[Region pointing data]
▬▬▬▬▬▬▬▬▬▬
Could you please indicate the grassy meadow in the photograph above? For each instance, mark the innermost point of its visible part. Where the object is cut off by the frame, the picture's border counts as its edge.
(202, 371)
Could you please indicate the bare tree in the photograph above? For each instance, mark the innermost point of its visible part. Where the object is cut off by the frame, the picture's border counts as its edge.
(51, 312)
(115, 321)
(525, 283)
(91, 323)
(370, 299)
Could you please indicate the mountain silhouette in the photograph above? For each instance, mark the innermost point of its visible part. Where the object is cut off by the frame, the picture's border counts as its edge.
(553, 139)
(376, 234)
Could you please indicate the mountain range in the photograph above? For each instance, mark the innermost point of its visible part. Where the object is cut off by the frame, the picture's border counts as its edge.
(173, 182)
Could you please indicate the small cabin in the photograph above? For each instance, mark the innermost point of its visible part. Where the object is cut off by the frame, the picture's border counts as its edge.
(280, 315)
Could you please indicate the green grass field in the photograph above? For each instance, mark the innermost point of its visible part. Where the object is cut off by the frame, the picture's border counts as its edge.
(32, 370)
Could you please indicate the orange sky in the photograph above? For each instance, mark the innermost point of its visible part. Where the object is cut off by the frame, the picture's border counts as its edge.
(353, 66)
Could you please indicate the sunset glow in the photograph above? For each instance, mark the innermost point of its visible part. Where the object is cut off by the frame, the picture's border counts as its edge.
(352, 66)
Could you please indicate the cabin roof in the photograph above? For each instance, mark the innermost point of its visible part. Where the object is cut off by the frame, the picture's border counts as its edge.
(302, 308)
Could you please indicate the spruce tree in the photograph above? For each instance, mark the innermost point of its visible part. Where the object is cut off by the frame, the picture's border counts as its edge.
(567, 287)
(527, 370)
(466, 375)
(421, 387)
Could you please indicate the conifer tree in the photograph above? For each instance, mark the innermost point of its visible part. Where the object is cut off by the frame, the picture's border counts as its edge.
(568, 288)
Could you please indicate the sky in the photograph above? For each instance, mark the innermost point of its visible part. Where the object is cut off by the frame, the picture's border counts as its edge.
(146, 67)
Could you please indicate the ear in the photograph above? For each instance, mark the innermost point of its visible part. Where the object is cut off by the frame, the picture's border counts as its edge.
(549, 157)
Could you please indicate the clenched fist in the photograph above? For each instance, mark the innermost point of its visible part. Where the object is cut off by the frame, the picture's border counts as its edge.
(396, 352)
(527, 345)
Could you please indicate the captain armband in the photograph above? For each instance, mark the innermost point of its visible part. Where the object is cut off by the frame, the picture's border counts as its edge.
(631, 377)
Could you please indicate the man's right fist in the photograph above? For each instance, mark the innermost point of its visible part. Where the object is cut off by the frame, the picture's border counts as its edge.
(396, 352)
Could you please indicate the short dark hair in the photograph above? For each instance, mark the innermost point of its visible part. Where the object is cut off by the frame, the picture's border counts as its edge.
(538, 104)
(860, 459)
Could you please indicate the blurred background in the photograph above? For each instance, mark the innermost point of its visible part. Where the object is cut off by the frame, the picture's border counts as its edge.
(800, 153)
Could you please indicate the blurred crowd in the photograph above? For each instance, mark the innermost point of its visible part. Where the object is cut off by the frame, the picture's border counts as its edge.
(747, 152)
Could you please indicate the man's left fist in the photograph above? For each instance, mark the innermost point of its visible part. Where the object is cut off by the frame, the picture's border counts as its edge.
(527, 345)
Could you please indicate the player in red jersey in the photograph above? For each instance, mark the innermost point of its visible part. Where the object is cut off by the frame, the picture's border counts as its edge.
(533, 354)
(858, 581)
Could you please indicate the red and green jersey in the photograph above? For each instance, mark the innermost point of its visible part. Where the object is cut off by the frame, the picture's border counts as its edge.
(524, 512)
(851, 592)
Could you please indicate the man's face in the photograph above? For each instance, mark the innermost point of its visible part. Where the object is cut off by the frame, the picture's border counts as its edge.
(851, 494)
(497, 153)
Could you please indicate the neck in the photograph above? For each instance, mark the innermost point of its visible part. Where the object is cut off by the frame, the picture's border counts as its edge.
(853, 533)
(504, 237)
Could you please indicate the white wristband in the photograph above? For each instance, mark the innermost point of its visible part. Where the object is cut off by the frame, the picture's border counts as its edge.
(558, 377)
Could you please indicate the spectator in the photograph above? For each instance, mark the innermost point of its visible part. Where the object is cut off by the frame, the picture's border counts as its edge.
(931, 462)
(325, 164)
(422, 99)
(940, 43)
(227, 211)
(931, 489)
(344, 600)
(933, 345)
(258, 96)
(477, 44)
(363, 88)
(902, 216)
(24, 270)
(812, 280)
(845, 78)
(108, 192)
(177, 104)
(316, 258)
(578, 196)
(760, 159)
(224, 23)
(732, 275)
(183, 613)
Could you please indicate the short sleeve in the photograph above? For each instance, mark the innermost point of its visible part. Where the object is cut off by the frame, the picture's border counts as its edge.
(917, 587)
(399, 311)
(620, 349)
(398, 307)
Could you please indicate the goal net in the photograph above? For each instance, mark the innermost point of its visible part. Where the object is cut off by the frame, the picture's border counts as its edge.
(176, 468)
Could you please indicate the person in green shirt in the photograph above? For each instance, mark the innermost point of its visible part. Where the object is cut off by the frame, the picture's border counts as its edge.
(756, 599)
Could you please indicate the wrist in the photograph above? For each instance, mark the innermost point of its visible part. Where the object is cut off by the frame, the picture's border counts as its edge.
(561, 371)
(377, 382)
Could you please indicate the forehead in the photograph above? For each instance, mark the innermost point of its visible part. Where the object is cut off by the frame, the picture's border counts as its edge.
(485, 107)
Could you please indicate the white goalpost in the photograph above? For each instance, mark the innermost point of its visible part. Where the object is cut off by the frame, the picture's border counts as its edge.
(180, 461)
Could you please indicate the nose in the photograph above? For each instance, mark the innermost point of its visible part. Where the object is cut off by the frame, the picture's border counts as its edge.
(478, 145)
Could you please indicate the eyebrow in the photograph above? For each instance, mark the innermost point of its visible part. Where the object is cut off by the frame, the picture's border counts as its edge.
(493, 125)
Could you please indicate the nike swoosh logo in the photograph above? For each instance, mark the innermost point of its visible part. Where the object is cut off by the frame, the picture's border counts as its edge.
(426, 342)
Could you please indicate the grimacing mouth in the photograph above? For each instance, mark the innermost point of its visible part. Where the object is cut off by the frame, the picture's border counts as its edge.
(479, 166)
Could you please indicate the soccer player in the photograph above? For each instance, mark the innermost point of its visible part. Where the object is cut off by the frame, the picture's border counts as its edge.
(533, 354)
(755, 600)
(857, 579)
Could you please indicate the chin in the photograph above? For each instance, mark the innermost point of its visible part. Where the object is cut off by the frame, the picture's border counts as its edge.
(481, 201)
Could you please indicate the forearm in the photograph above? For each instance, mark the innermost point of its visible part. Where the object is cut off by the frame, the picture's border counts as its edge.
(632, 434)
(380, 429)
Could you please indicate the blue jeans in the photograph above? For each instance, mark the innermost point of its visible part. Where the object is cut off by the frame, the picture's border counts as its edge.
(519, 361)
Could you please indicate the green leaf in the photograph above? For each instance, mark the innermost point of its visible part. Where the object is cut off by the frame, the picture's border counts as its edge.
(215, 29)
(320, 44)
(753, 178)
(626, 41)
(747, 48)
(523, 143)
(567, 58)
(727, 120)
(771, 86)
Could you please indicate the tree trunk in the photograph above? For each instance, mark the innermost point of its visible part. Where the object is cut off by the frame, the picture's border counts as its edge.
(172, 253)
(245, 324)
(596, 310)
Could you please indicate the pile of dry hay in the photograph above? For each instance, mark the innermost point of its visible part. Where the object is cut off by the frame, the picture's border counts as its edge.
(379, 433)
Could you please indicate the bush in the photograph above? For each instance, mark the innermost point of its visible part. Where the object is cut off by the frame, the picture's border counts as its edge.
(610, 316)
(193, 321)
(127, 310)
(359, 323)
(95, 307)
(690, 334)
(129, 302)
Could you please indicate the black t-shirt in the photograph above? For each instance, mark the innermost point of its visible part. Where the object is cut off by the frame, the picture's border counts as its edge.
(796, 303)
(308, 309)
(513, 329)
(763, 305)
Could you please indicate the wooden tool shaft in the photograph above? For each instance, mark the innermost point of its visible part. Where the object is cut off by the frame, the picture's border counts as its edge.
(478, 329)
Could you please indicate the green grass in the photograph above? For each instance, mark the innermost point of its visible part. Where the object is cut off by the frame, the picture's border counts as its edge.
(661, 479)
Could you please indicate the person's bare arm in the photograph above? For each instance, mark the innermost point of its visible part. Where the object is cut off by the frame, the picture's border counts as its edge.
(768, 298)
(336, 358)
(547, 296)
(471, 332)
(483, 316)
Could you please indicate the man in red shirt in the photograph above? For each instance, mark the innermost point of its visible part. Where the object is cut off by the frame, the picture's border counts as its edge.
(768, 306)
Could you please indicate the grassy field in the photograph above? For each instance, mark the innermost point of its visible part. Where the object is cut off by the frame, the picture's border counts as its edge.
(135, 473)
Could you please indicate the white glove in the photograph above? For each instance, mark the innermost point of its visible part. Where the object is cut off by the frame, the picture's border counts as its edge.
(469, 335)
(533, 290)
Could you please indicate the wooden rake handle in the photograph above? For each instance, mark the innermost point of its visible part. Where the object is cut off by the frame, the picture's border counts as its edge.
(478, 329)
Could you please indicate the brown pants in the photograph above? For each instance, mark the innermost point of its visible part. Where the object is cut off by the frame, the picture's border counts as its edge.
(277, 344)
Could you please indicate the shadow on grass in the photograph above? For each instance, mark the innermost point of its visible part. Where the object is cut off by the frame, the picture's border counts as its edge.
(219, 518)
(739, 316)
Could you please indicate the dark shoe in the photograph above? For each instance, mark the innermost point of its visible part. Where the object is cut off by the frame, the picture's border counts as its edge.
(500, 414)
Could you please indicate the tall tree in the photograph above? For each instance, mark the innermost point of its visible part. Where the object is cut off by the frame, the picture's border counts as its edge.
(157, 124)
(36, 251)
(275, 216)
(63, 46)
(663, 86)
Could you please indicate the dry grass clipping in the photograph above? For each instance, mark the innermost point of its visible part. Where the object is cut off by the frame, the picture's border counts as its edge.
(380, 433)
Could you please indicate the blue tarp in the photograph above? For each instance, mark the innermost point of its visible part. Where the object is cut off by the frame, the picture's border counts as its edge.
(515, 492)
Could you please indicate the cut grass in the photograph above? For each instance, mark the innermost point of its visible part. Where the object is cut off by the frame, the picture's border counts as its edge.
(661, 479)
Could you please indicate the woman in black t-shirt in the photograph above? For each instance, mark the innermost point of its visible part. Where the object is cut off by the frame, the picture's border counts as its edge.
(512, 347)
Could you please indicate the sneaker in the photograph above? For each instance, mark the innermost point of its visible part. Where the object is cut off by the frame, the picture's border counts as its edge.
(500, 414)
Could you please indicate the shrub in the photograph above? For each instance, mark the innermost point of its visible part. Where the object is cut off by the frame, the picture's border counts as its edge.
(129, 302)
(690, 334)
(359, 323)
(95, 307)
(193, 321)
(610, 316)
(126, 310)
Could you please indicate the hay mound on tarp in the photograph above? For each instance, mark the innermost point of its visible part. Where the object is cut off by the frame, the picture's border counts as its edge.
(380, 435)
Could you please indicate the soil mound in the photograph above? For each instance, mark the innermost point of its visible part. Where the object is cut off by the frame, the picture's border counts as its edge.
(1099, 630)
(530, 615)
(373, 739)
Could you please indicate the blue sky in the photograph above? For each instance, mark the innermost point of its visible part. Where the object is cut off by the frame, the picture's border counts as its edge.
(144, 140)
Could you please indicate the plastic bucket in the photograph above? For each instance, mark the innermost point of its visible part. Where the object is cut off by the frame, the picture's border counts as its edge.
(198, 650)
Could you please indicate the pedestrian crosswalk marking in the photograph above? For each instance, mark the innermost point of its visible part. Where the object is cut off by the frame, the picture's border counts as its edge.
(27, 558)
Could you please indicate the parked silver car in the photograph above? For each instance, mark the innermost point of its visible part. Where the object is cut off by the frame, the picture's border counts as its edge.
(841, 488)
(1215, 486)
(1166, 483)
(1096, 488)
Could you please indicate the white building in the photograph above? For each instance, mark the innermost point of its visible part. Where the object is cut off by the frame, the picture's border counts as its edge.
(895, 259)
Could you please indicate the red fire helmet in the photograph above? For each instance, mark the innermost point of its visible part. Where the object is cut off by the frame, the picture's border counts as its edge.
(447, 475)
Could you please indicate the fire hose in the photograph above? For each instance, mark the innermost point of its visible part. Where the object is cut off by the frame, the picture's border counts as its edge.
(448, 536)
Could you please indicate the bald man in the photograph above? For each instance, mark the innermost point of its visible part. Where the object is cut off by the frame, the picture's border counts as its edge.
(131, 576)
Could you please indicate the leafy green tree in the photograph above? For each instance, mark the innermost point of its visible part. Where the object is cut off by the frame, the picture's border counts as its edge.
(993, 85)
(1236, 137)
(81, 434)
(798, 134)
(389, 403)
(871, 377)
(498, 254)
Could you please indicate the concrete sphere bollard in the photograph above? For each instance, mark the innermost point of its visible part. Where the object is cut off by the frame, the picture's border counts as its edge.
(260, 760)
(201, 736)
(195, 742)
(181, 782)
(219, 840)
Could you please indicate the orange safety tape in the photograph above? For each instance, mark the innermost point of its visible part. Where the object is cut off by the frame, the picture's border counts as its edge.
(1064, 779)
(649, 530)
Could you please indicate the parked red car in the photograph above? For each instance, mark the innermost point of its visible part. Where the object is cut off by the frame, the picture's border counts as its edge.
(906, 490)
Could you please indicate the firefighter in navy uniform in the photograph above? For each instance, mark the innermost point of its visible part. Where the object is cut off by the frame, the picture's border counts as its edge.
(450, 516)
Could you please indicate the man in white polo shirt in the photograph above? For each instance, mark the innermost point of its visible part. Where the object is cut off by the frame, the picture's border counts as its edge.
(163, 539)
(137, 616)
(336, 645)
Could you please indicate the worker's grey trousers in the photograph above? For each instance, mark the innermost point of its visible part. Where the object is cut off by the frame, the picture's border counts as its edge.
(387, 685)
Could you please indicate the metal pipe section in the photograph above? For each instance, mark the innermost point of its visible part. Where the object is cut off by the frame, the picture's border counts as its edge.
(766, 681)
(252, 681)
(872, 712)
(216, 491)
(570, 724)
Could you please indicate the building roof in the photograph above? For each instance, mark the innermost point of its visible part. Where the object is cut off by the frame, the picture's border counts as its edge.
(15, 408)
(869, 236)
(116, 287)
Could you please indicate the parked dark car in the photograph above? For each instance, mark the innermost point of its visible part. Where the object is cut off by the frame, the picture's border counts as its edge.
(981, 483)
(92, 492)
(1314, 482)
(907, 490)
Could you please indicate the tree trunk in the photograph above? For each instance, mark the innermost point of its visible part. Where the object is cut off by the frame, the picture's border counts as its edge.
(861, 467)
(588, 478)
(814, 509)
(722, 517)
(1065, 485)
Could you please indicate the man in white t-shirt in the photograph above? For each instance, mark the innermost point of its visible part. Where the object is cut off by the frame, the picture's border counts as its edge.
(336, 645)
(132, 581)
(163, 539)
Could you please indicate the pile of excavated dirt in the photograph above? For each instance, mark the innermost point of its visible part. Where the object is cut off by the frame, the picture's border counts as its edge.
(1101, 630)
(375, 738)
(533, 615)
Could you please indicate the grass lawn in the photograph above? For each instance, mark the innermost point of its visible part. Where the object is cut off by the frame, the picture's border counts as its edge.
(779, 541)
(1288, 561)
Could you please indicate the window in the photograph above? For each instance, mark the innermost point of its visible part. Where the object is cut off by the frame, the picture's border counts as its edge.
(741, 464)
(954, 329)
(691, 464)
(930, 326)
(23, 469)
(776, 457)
▬▬▬▬▬▬▬▬▬▬
* Required work
Every line from the one containing "Could you please indicate the building" through the last line of the entries must be written out verbatim, and no other line.

* Answer below
Could you please indicate the building roof in the photograph above? For each instance, mark the innermost point of its visible part. Where the object is cut off by the frame, the picture's border counts as its edge.
(15, 408)
(869, 236)
(116, 287)
Could you please indicate the parked dark car in the photograph above? For each instance, mark the innermost point of its visible part. Where the object is cut off by the frame, the picture's border counts as its edge.
(981, 483)
(92, 492)
(1314, 482)
(907, 490)
Could you please indicate the tree trunk in the photograph above? For each instance, mark the innermost point of its visible part. Where the object is cut off by the frame, the picture's border counts as its edge.
(861, 467)
(588, 478)
(814, 509)
(722, 517)
(1065, 485)
Could you please indicate the man in white t-shirt in the photograph above? For each instance, mark the innermost point of its visible part. Where the object is cut off by the frame, the picture's border counts as its edge.
(336, 645)
(132, 581)
(163, 539)
Could you please indicate the pile of excavated dirt in the photograph above? For each instance, mark the innermost point of its visible part. Where the object is cut off by the frame, the picture's border counts as its edge.
(1101, 630)
(375, 738)
(533, 615)
Could you please indicate the grass lawn in the photograph above? For each instance, mark the innermost point of its visible part. Where the object is cut off by the frame, the picture's border counts as its edge.
(779, 541)
(1288, 561)
Could you please indicate the window in the photograph above? For each instance, mark the innermost point of its visible part. Where the object is cut off by the frame, the picture's border counts as its edge.
(741, 464)
(954, 329)
(691, 464)
(930, 326)
(23, 469)
(776, 457)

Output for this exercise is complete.